::: ENTRIES SHOWN

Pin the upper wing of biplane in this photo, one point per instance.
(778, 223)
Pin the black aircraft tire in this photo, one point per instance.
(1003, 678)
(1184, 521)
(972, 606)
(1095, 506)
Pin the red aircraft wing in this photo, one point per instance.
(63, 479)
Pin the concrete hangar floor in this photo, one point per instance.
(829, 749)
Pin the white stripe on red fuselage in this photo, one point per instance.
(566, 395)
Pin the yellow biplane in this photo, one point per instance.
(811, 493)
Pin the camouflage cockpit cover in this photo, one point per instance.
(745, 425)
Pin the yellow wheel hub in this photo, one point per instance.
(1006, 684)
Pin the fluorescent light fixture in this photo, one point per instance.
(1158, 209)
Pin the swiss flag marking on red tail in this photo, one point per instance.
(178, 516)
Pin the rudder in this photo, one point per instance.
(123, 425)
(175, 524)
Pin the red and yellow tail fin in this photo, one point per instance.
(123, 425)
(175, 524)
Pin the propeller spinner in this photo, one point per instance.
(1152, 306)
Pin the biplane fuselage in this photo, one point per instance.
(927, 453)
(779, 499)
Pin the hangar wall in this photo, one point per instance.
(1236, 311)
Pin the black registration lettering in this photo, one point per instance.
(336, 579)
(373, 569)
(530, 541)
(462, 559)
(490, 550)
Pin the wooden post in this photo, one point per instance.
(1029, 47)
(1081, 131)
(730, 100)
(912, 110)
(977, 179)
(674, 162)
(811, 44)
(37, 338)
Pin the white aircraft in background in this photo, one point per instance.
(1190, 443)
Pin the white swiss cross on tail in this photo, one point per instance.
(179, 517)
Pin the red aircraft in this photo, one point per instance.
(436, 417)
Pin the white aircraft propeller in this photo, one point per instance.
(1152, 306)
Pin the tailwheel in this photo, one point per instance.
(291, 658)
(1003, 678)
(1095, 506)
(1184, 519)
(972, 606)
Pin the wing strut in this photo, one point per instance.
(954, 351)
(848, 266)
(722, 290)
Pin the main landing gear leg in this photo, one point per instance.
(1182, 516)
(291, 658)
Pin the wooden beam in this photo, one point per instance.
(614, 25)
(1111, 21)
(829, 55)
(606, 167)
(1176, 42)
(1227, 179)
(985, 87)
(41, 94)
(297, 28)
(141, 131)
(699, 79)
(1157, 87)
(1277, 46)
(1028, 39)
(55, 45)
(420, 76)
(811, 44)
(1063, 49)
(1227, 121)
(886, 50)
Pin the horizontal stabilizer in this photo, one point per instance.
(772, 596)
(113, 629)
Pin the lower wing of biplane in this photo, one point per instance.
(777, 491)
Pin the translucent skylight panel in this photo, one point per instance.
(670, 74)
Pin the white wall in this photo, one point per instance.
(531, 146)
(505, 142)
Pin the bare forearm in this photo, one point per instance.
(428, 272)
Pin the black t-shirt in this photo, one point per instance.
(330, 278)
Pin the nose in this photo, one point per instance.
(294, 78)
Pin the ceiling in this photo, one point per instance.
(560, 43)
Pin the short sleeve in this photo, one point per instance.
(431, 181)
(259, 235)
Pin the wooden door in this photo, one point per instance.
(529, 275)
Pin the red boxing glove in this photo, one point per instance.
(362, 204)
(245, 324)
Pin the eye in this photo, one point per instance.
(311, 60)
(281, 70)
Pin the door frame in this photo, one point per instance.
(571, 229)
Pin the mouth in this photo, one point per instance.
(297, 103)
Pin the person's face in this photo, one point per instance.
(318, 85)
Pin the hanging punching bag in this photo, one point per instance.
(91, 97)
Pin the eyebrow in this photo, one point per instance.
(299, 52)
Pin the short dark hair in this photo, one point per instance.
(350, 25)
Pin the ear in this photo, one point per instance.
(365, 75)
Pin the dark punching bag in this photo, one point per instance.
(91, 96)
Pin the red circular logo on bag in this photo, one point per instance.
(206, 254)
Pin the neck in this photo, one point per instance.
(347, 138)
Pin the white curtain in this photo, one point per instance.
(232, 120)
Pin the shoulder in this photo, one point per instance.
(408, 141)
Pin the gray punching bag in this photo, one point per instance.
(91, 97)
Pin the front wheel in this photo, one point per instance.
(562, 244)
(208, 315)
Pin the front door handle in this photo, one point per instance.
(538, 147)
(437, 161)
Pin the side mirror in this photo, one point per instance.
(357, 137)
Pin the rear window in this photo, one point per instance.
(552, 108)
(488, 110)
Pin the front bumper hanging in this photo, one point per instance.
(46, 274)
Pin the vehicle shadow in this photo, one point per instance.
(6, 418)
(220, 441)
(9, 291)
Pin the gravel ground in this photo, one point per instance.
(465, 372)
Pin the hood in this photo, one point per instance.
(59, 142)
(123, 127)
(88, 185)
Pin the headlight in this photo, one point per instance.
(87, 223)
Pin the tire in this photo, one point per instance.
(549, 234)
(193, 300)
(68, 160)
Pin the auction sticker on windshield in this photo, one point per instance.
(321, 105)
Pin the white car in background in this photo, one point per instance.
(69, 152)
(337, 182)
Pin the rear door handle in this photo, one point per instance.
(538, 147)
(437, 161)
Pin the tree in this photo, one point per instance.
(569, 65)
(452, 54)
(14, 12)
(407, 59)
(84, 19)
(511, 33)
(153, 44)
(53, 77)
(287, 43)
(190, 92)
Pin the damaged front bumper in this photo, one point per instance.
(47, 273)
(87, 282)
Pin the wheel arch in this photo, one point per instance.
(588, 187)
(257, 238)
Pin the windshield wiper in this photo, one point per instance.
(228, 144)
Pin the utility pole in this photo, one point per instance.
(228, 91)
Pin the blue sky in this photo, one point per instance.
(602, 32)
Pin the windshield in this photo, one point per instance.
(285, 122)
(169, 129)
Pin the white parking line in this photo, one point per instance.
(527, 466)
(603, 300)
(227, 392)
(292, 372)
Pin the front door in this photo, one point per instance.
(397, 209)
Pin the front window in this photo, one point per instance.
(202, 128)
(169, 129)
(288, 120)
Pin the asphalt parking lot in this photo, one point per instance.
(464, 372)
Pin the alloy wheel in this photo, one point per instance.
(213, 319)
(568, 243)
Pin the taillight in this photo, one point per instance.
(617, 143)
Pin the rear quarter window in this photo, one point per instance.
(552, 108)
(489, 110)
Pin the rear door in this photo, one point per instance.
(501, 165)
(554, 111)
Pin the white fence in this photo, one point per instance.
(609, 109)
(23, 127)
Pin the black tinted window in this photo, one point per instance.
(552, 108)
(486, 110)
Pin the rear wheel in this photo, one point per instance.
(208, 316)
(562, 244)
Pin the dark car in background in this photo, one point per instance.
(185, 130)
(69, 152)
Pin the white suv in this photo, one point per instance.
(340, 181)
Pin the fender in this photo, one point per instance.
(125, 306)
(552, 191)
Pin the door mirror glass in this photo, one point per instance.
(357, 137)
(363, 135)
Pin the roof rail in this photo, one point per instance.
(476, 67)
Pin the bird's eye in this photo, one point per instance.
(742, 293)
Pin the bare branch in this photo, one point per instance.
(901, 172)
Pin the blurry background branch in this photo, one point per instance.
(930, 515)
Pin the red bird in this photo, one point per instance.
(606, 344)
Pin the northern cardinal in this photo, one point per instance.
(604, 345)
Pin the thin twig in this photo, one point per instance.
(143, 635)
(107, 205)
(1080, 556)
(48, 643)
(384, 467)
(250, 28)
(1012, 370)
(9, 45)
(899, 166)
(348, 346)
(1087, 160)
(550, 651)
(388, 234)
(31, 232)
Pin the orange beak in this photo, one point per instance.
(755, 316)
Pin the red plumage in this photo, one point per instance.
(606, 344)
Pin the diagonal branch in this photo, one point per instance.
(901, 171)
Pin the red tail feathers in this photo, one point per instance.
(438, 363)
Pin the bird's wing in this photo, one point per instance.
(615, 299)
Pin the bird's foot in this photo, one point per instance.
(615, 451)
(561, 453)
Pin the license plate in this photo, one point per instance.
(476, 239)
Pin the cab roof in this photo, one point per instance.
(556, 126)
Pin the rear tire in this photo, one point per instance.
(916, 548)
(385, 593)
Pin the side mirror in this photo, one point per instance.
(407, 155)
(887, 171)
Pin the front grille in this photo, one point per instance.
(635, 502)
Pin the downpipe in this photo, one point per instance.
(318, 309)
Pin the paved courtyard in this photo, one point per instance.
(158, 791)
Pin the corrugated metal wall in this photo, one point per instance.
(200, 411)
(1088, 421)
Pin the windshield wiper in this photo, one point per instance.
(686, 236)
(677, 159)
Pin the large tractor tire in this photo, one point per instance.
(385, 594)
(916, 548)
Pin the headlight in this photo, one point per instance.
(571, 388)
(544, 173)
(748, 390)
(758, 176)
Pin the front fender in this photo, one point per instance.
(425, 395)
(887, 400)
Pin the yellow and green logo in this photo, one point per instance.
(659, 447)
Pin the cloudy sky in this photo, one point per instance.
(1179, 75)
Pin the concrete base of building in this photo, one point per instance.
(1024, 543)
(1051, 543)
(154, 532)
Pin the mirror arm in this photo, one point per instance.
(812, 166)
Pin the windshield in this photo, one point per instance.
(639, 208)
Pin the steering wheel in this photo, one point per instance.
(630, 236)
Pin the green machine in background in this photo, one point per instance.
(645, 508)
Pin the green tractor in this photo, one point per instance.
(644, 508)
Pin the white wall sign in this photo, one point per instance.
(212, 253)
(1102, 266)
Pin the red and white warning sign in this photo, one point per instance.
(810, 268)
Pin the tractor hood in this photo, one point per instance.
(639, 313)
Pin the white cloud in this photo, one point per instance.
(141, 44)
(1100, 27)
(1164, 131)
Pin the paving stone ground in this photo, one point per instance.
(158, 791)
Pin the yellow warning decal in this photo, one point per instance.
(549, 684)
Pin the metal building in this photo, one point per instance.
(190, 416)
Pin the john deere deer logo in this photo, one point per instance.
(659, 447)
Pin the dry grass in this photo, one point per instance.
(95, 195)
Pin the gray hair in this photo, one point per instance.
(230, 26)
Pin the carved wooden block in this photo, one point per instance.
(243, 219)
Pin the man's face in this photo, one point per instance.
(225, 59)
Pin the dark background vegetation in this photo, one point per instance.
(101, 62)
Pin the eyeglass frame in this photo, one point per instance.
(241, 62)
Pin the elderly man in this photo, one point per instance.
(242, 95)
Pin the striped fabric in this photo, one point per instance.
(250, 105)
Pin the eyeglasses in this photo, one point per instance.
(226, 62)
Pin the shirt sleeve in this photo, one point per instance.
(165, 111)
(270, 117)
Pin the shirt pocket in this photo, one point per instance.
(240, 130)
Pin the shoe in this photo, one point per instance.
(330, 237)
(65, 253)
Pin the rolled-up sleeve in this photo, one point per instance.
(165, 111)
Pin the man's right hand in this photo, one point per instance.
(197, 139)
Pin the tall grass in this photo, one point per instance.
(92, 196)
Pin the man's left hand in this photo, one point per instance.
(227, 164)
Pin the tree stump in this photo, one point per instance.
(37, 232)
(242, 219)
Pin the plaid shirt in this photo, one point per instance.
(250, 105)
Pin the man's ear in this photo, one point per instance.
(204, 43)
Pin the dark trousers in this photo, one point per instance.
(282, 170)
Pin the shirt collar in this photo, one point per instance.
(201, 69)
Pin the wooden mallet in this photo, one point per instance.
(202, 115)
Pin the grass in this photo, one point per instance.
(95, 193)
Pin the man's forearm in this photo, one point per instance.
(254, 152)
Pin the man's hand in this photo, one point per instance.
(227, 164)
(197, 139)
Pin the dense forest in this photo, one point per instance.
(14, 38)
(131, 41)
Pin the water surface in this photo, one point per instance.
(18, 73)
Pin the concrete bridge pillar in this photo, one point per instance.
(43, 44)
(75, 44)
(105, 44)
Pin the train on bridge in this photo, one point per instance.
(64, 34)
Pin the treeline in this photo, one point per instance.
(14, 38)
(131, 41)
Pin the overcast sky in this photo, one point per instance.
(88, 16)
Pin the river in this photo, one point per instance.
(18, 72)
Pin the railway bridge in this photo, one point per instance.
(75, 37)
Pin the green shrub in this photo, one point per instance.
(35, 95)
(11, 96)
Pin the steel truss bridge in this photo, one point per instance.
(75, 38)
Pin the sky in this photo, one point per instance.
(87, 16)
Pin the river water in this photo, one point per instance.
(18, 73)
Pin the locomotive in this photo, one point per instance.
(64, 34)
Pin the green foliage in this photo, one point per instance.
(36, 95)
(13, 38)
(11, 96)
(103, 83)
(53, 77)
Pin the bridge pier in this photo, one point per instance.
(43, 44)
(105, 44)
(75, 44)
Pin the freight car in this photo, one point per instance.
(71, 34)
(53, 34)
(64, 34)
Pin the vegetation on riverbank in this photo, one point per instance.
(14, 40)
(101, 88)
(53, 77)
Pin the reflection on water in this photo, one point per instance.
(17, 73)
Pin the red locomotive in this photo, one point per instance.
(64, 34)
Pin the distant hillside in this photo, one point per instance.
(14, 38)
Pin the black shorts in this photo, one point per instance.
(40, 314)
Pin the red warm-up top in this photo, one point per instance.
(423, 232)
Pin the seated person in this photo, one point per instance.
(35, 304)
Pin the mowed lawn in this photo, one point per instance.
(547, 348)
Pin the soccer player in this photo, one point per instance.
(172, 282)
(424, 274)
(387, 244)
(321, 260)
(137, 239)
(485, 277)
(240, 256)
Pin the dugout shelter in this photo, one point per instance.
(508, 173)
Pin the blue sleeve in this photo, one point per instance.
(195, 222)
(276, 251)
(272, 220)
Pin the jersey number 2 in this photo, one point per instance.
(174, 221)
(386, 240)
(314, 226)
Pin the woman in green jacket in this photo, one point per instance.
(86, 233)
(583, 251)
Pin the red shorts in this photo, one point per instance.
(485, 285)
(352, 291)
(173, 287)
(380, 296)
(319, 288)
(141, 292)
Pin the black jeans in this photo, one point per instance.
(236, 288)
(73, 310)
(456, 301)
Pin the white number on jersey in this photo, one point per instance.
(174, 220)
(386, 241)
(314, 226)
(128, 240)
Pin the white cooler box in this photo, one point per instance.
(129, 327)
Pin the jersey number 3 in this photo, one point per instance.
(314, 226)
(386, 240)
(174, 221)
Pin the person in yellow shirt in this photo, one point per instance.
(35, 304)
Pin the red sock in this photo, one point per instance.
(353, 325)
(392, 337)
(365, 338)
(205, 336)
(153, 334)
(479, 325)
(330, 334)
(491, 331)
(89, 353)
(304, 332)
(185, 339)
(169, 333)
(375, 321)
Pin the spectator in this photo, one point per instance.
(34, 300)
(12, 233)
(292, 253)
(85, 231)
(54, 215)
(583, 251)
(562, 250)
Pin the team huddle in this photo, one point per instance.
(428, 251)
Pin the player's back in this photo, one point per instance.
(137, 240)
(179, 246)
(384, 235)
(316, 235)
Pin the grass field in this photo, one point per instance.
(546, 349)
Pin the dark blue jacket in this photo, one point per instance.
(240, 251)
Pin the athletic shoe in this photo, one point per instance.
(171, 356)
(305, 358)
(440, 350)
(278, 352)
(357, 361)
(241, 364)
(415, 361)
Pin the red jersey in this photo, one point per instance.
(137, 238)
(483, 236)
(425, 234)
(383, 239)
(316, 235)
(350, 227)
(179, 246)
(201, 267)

::::::

§ EXERCISE OBJECTIVE: Repeat, with no changes, each line from the one with "Pin the white cooler" to the end of the listing, including both ends and nothing else.

§ SOLUTION TO THE EXERCISE:
Pin the white cooler box in this photo, one point per instance.
(129, 327)
Pin the jersey number 3 in this photo, one point per instance.
(314, 226)
(386, 240)
(174, 221)
Pin the person in yellow shirt in this photo, one point per instance.
(35, 304)
Pin the red sock in this photo, one point per instance.
(353, 325)
(392, 337)
(365, 338)
(205, 336)
(153, 334)
(479, 325)
(330, 334)
(491, 331)
(89, 353)
(304, 332)
(185, 339)
(169, 333)
(375, 321)
Pin the spectator in this photo, one point per instance.
(34, 300)
(12, 233)
(292, 253)
(85, 231)
(54, 215)
(583, 251)
(562, 250)
Pin the team huddle in this photo, one point per instance.
(428, 251)
Pin the player's back in this photo, one point per instance.
(137, 240)
(179, 246)
(384, 235)
(316, 235)
Pin the grass field in this photo, one point per instance.
(546, 349)
Pin the dark blue jacket in this photo, one point per instance.
(240, 251)
Pin the athletic shoe in this photo, one point per instance.
(171, 356)
(305, 358)
(440, 350)
(278, 352)
(357, 361)
(241, 364)
(415, 361)
Pin the red jersey in this photo, one point per instance.
(137, 238)
(483, 236)
(425, 234)
(383, 239)
(316, 235)
(350, 227)
(179, 246)
(201, 267)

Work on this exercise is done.